### Task to carry out
In the lines below, look for "burning". Copy each line where it appears.

### Given entries
---------------

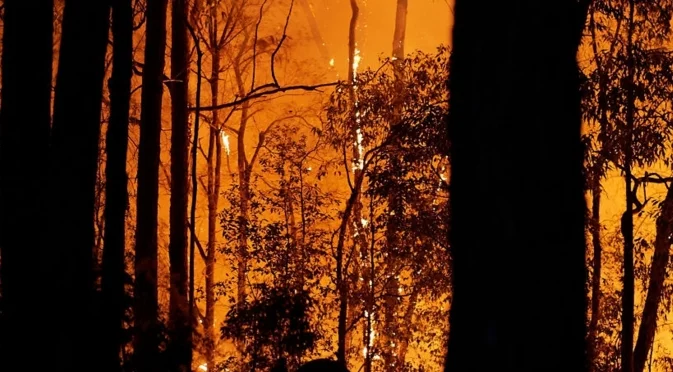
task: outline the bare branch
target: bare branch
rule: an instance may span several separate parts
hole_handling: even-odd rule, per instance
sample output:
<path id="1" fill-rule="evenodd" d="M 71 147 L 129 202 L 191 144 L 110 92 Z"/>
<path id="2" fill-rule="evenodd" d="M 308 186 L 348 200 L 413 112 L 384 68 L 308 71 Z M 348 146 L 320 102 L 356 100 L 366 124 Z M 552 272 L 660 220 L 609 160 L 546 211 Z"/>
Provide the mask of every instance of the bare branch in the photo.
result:
<path id="1" fill-rule="evenodd" d="M 199 254 L 201 254 L 201 258 L 205 261 L 206 260 L 206 251 L 203 250 L 203 246 L 201 245 L 201 242 L 199 241 L 199 238 L 196 236 L 196 231 L 194 231 L 194 226 L 187 221 L 187 226 L 189 227 L 189 230 L 191 230 L 192 234 L 194 234 L 194 241 L 196 242 L 196 246 L 199 247 Z"/>
<path id="2" fill-rule="evenodd" d="M 285 27 L 283 27 L 283 36 L 281 36 L 276 49 L 271 53 L 271 77 L 273 78 L 273 83 L 279 87 L 278 79 L 276 79 L 276 68 L 274 66 L 276 60 L 276 54 L 280 50 L 280 47 L 283 45 L 283 41 L 287 38 L 287 26 L 290 24 L 290 16 L 292 15 L 292 8 L 294 8 L 294 0 L 290 1 L 290 9 L 287 12 L 287 17 L 285 18 Z"/>
<path id="3" fill-rule="evenodd" d="M 257 24 L 255 25 L 255 38 L 252 43 L 252 82 L 250 83 L 250 91 L 255 91 L 255 72 L 257 70 L 257 38 L 259 35 L 259 24 L 262 23 L 262 15 L 264 12 L 264 5 L 266 1 L 262 2 L 262 6 L 259 7 L 259 18 L 257 19 Z"/>
<path id="4" fill-rule="evenodd" d="M 264 92 L 249 94 L 249 95 L 246 95 L 246 96 L 244 96 L 240 99 L 237 98 L 237 99 L 235 99 L 231 102 L 222 103 L 222 104 L 219 104 L 219 105 L 216 105 L 216 106 L 203 106 L 203 107 L 198 107 L 198 108 L 197 107 L 190 107 L 189 111 L 199 111 L 199 112 L 201 112 L 201 111 L 222 110 L 222 109 L 225 109 L 225 108 L 230 108 L 230 107 L 240 105 L 241 103 L 251 101 L 251 100 L 254 100 L 254 99 L 257 99 L 257 98 L 261 98 L 261 97 L 265 97 L 265 96 L 269 96 L 269 95 L 273 95 L 273 94 L 291 92 L 291 91 L 295 91 L 295 90 L 303 90 L 303 91 L 308 91 L 308 92 L 313 92 L 313 91 L 322 92 L 320 90 L 320 88 L 333 87 L 333 86 L 338 85 L 339 83 L 340 82 L 336 81 L 336 82 L 332 82 L 332 83 L 322 83 L 322 84 L 316 84 L 316 85 L 290 85 L 290 86 L 286 86 L 286 87 L 279 87 L 279 88 L 267 90 L 267 91 L 264 91 Z"/>

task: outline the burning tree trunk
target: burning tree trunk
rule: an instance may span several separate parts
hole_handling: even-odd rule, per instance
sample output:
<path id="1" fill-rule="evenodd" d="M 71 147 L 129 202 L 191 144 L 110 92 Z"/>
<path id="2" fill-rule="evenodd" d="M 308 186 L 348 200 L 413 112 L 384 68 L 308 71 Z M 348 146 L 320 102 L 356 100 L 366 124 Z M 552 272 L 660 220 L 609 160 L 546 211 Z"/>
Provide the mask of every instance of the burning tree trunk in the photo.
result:
<path id="1" fill-rule="evenodd" d="M 41 299 L 33 291 L 45 284 L 39 260 L 47 242 L 35 228 L 47 218 L 42 164 L 48 159 L 51 121 L 53 1 L 5 0 L 3 22 L 0 370 L 9 371 L 25 362 L 23 352 L 32 342 L 27 335 L 39 332 L 35 319 L 41 316 Z M 41 369 L 40 363 L 33 367 Z"/>
<path id="2" fill-rule="evenodd" d="M 446 371 L 587 369 L 575 58 L 585 9 L 574 1 L 456 1 Z M 503 37 L 497 44 L 494 33 Z M 535 40 L 545 43 L 532 49 Z M 545 290 L 531 293 L 531 278 Z M 554 321 L 540 327 L 547 319 Z"/>
<path id="3" fill-rule="evenodd" d="M 159 152 L 164 53 L 166 50 L 166 0 L 147 1 L 147 37 L 143 70 L 135 255 L 133 347 L 139 372 L 159 366 L 157 299 L 157 220 Z"/>
<path id="4" fill-rule="evenodd" d="M 102 295 L 105 319 L 104 350 L 101 371 L 121 370 L 121 345 L 124 319 L 124 252 L 126 246 L 126 209 L 128 207 L 128 148 L 131 77 L 133 74 L 133 7 L 131 0 L 112 4 L 112 78 L 110 122 L 107 129 L 105 166 L 105 242 L 103 247 Z"/>
<path id="5" fill-rule="evenodd" d="M 657 331 L 657 313 L 661 303 L 661 295 L 666 280 L 673 234 L 673 188 L 668 189 L 666 198 L 661 203 L 661 214 L 657 218 L 657 236 L 654 242 L 654 255 L 650 269 L 650 283 L 645 298 L 645 308 L 638 331 L 638 341 L 633 353 L 633 371 L 642 372 L 645 362 L 652 349 L 654 334 Z"/>
<path id="6" fill-rule="evenodd" d="M 171 204 L 169 304 L 169 369 L 186 372 L 192 365 L 192 320 L 189 311 L 187 249 L 187 203 L 189 193 L 189 123 L 187 88 L 189 48 L 187 41 L 187 1 L 173 0 L 171 13 Z"/>
<path id="7" fill-rule="evenodd" d="M 49 158 L 49 281 L 54 306 L 51 363 L 64 369 L 95 365 L 99 313 L 94 276 L 94 204 L 98 171 L 109 4 L 65 3 Z M 82 48 L 86 45 L 86 48 Z M 78 311 L 72 311 L 73 308 Z M 73 327 L 73 324 L 79 324 Z"/>

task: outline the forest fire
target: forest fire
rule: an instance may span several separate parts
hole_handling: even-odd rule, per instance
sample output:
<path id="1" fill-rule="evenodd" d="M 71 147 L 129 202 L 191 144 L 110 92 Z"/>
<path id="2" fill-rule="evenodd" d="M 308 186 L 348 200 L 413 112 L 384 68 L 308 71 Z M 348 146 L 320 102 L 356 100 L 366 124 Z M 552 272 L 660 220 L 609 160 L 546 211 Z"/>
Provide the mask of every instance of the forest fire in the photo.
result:
<path id="1" fill-rule="evenodd" d="M 457 1 L 0 0 L 0 370 L 673 371 L 673 2 Z"/>

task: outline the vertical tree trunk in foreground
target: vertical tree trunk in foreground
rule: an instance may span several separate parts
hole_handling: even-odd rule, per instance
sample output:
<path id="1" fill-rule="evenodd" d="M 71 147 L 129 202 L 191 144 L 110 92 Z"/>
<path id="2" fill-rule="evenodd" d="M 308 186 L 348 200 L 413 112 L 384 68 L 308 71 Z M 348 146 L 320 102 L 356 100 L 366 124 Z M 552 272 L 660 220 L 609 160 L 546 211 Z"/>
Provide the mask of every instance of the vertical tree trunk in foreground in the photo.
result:
<path id="1" fill-rule="evenodd" d="M 166 1 L 147 1 L 147 36 L 140 114 L 133 347 L 138 372 L 159 371 L 157 214 Z"/>
<path id="2" fill-rule="evenodd" d="M 657 331 L 657 313 L 666 281 L 666 267 L 670 260 L 671 234 L 673 234 L 673 188 L 669 188 L 661 203 L 661 214 L 657 217 L 657 235 L 654 241 L 654 255 L 650 268 L 650 282 L 647 287 L 645 308 L 638 330 L 638 341 L 633 352 L 633 371 L 643 372 Z"/>
<path id="3" fill-rule="evenodd" d="M 100 360 L 92 342 L 100 324 L 93 215 L 109 17 L 106 2 L 65 2 L 48 159 L 50 288 L 43 299 L 56 323 L 46 332 L 56 369 Z"/>
<path id="4" fill-rule="evenodd" d="M 169 304 L 169 370 L 188 372 L 192 365 L 192 322 L 189 318 L 189 274 L 187 248 L 187 201 L 189 192 L 189 124 L 187 87 L 189 48 L 187 1 L 172 2 L 171 49 L 171 205 Z"/>
<path id="5" fill-rule="evenodd" d="M 25 363 L 41 325 L 39 239 L 51 122 L 53 1 L 5 0 L 0 110 L 0 370 Z M 39 362 L 39 361 L 38 361 Z M 40 364 L 33 364 L 40 367 Z"/>
<path id="6" fill-rule="evenodd" d="M 457 0 L 455 14 L 446 371 L 586 371 L 575 59 L 586 13 Z"/>
<path id="7" fill-rule="evenodd" d="M 112 77 L 110 122 L 105 166 L 105 242 L 103 246 L 103 358 L 101 371 L 121 371 L 124 319 L 124 252 L 128 206 L 128 149 L 131 77 L 133 74 L 133 5 L 131 0 L 112 3 Z"/>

---------------

### Response box
task: outline the burning tree trunk
target: burning tree trunk
Provide the mask of every instance of the burning tree trunk in the photo.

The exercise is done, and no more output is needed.